In the records below, the line containing "The pointer SHOULD return, for each instance of the orange" marks the start. Copy that line and everything after it exactly, through the last line.

__Data extract__
^^^^^^^^^^^^^^^^

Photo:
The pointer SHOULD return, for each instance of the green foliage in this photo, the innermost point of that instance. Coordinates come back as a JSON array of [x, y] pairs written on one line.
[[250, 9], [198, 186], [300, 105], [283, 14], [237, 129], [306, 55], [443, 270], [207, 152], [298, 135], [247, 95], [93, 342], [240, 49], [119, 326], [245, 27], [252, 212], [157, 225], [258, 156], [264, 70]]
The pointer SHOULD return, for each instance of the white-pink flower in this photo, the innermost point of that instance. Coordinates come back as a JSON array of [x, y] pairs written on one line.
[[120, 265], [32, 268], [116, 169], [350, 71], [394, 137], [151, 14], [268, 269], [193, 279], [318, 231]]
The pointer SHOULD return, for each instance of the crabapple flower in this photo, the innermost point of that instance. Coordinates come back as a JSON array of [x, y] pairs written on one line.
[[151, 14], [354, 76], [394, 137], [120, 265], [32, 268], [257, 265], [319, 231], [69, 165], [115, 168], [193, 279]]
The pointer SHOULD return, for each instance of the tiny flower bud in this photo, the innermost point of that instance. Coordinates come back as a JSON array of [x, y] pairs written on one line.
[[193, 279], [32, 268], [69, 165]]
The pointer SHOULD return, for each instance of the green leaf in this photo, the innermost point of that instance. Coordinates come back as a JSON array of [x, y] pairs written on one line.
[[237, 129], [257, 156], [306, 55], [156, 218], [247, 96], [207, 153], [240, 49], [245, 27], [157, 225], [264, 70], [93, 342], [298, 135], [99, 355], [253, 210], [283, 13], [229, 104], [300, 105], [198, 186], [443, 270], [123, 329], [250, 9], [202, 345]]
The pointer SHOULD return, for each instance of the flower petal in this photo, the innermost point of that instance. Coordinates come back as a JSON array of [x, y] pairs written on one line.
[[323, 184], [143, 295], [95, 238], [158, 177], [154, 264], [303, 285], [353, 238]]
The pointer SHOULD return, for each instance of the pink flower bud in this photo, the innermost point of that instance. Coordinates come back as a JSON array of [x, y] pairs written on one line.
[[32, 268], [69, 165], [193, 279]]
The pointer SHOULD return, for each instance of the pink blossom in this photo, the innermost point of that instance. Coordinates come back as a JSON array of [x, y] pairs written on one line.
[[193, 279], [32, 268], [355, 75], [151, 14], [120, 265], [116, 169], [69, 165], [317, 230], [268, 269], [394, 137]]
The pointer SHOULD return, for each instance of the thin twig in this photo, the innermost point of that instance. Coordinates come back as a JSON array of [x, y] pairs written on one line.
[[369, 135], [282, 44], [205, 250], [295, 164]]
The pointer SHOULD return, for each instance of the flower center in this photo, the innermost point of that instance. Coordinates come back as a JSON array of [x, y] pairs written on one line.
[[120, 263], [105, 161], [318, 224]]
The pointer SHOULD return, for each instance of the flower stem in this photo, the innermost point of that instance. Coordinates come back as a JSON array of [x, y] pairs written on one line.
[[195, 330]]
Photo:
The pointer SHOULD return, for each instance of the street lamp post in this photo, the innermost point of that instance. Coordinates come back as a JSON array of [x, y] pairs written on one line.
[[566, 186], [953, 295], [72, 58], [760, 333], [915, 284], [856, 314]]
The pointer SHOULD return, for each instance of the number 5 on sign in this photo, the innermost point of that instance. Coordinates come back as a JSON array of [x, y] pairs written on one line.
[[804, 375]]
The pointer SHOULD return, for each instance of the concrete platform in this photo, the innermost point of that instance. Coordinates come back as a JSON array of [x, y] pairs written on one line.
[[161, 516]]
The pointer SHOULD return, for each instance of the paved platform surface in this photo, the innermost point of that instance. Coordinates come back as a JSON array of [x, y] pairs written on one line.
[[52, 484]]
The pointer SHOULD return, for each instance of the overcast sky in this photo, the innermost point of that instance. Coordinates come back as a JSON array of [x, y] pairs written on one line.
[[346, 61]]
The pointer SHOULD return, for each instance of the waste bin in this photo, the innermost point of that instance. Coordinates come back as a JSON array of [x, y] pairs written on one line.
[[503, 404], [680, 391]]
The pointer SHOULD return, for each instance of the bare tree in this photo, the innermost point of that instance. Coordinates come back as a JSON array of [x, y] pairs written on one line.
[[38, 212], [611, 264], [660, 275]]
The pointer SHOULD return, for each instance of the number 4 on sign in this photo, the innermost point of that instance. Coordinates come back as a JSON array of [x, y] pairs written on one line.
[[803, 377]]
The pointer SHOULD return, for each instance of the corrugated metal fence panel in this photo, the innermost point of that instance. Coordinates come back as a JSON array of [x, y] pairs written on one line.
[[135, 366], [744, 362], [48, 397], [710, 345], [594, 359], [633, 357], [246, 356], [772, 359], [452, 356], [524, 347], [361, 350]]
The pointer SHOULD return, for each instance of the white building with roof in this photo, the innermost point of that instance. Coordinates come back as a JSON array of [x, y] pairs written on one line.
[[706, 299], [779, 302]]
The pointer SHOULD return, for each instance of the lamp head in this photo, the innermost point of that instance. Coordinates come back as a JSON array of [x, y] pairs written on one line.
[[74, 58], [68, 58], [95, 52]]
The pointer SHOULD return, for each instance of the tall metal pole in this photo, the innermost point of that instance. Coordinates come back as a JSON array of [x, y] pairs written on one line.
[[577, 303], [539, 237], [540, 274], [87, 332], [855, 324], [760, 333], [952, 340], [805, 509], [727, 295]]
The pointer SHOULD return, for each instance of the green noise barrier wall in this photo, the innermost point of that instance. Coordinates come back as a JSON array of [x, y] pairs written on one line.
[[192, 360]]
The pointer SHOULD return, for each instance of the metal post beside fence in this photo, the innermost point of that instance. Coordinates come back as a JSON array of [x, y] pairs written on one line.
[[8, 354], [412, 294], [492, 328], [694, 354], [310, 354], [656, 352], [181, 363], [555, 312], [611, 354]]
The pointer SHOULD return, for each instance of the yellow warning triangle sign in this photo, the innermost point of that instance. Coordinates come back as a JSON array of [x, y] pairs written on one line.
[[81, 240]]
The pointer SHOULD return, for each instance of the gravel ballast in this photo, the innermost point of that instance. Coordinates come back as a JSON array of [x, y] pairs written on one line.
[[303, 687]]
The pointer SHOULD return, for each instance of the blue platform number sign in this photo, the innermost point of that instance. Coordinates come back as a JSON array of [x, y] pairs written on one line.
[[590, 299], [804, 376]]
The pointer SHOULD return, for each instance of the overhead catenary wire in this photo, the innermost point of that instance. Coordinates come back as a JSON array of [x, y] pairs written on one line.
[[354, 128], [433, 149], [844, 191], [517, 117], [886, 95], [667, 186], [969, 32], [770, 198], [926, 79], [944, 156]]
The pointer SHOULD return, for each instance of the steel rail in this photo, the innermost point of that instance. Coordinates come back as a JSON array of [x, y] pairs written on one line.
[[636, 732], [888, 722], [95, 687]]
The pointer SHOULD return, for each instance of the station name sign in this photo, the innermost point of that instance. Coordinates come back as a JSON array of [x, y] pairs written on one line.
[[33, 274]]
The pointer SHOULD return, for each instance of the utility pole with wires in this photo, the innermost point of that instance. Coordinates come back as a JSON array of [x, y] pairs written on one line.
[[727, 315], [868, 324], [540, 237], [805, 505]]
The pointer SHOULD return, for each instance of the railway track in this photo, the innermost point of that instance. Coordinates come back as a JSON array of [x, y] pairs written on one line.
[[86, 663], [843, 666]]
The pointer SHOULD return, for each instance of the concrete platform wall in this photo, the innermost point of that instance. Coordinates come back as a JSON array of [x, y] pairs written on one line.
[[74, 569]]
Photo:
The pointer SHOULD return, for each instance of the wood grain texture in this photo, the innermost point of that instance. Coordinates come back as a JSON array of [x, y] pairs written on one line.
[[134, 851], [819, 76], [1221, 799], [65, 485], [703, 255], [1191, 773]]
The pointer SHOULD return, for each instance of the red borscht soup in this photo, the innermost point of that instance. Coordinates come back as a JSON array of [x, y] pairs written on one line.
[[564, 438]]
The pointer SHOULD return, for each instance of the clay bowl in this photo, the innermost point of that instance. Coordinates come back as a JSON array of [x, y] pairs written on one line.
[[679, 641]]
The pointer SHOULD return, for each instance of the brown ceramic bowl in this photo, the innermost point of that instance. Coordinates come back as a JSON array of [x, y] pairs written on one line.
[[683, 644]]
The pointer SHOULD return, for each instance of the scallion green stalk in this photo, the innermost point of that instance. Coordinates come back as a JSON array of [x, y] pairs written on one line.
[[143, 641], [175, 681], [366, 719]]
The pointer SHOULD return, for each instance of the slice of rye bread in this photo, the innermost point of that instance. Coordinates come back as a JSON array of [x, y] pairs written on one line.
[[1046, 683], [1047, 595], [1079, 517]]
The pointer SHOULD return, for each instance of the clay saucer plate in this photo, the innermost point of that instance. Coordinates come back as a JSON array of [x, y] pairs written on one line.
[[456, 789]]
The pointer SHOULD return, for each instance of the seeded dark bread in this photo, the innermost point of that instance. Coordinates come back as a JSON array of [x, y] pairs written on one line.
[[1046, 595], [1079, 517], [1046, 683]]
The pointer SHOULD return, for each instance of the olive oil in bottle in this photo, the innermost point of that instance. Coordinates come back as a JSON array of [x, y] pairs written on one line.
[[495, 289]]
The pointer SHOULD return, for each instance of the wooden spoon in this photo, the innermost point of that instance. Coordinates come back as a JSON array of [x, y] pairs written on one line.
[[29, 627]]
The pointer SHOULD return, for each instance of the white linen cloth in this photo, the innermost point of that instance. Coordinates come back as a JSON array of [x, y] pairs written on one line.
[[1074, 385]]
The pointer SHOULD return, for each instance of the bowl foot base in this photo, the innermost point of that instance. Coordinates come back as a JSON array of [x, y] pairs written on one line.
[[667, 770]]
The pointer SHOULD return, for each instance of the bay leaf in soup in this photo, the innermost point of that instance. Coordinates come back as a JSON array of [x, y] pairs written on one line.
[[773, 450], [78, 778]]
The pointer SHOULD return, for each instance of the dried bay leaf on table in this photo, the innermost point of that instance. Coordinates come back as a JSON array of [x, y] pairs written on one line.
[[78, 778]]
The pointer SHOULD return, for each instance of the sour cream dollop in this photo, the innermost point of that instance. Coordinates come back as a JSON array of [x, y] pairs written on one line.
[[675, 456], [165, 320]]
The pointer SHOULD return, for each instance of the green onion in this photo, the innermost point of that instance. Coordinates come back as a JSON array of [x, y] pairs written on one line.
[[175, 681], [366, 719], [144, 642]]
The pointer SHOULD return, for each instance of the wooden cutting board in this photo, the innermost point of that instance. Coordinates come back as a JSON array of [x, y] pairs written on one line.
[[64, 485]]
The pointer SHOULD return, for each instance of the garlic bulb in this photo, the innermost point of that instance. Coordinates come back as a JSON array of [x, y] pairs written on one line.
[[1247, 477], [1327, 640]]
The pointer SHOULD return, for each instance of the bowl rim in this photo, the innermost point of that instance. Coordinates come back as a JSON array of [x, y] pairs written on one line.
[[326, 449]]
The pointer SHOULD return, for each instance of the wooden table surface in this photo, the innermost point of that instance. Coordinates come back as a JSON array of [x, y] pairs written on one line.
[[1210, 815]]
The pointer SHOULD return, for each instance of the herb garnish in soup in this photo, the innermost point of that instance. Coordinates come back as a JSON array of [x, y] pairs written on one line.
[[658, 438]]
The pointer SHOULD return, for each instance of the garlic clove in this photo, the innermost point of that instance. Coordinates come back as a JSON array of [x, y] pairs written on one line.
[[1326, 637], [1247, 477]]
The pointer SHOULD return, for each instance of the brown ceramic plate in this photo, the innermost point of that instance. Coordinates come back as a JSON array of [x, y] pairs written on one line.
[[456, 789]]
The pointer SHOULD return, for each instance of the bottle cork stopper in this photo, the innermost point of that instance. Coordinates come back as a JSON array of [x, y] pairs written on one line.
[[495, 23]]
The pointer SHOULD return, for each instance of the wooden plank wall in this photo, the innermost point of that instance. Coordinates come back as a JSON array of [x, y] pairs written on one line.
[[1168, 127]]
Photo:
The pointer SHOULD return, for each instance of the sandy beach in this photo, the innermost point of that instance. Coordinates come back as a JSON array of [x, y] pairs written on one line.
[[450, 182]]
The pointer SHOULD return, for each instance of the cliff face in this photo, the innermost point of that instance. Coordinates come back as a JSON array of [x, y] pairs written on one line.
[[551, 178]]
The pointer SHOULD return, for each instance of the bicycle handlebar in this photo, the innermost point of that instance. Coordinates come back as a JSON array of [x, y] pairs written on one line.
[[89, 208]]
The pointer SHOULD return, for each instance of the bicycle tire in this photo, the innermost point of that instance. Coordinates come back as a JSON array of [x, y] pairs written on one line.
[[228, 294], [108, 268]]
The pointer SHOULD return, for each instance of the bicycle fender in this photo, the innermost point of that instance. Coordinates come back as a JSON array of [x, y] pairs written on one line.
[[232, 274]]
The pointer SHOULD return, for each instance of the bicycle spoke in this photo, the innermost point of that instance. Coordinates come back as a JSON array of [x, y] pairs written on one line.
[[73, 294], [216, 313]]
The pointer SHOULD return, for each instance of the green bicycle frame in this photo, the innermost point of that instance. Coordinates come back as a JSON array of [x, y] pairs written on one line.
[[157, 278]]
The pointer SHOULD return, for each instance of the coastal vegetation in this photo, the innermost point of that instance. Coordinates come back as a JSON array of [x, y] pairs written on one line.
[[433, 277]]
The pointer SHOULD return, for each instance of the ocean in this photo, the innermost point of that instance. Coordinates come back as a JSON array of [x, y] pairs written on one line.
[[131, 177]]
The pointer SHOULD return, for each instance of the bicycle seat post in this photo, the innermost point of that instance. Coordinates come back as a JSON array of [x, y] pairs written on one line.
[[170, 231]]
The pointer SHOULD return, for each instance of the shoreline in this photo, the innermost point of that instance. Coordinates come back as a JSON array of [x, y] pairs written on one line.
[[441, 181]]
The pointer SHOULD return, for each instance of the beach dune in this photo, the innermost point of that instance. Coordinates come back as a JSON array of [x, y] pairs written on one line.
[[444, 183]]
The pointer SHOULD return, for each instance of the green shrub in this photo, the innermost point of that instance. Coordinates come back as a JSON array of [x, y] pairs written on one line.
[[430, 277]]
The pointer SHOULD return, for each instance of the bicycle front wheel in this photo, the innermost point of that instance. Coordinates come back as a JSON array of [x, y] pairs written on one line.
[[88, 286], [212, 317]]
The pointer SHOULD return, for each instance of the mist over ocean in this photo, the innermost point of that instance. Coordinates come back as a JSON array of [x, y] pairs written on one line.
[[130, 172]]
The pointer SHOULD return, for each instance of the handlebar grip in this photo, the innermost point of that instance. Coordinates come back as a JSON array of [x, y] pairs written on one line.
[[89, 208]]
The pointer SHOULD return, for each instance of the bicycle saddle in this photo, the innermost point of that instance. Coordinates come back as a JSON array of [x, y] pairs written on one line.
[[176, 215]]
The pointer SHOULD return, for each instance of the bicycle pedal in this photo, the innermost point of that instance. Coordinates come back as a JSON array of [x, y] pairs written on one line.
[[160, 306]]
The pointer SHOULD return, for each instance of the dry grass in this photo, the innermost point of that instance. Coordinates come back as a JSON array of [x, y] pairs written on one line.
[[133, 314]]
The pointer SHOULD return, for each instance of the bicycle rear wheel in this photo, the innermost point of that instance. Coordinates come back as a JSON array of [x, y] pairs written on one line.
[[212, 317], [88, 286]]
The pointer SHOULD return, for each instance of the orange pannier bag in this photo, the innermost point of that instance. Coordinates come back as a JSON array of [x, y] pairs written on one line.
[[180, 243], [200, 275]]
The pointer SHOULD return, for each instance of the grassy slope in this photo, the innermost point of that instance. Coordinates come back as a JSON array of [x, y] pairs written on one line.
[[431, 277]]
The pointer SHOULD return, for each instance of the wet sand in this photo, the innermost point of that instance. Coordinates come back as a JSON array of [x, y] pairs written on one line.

^^^^^^^^^^^^^^^^

__Reply__
The pointer SHOULD return, for each instance of the orange pannier bag in this photo, the innermost point of that instance. Coordinates come back as a JSON array of [x, y] pairs written on one line.
[[180, 243], [200, 275]]
The pointer SHOULD return, for each instance of the grassy slope in this photo, the innermost point of that instance. Coordinates come back as a JSON array of [x, y] pairs written on one line.
[[431, 277]]
The pointer SHOULD return, for each instance of the wet sand in this photo, the innermost point of that instance. Coordinates come back as a JSON array of [x, y] pairs written on one line.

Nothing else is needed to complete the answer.